- **WORK INSTRUCTIONS**
Find each line in the entries below that contains the word "keyboard" and copy those lines out. Case counts.

-------- INPUT --------

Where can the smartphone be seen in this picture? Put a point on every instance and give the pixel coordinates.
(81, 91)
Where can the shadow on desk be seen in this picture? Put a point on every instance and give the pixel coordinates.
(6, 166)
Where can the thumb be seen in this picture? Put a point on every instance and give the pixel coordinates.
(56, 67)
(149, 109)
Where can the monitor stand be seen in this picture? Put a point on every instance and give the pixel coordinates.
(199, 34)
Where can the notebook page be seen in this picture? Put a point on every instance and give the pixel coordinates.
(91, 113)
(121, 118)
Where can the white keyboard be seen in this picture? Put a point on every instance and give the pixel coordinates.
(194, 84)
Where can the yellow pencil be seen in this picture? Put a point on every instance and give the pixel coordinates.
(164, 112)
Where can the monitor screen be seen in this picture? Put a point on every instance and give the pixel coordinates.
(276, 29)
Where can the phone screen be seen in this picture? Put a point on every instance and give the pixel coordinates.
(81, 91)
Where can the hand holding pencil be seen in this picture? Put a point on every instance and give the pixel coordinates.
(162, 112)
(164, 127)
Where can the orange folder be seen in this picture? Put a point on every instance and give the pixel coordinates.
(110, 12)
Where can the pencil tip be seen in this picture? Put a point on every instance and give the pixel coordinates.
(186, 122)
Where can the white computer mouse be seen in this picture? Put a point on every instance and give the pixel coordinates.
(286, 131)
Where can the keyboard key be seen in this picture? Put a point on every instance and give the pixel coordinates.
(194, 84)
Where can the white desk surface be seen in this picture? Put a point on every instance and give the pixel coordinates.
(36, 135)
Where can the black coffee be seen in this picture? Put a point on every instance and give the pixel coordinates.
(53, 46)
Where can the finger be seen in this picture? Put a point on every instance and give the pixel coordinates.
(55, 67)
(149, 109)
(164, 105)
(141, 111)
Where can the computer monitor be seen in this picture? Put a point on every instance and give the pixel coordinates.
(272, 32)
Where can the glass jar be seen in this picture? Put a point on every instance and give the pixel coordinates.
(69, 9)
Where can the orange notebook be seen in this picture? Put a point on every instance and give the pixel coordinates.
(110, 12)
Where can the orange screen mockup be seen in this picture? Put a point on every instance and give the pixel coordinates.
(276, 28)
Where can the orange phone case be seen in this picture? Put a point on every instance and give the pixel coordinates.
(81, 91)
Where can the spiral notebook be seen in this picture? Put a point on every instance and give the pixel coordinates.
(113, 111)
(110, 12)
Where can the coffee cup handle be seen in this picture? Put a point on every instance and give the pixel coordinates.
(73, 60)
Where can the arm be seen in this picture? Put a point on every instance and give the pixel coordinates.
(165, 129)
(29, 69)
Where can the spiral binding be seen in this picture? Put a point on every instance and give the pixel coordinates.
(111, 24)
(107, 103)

--------
-------- INPUT --------

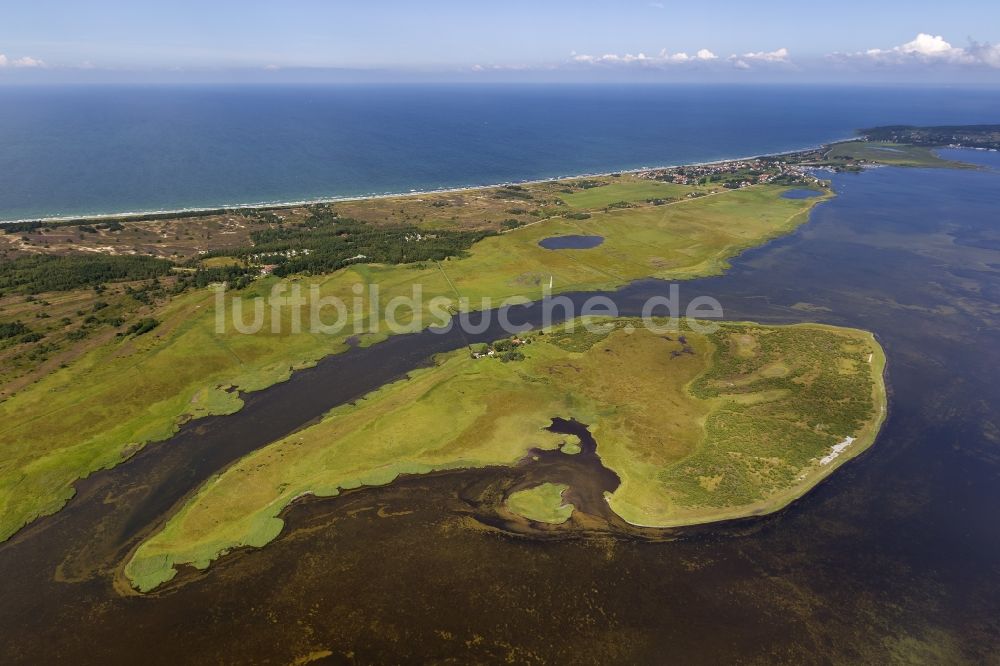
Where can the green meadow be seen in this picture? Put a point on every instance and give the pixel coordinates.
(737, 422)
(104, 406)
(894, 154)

--------

- **RESPONSE TO THE TASK**
Where can the white keyboard be seen in this picture? Put a point on every instance and give the pixel coordinates.
Where can the keyboard key be seen in this picture? Put a point on every instance and give the pixel coordinates.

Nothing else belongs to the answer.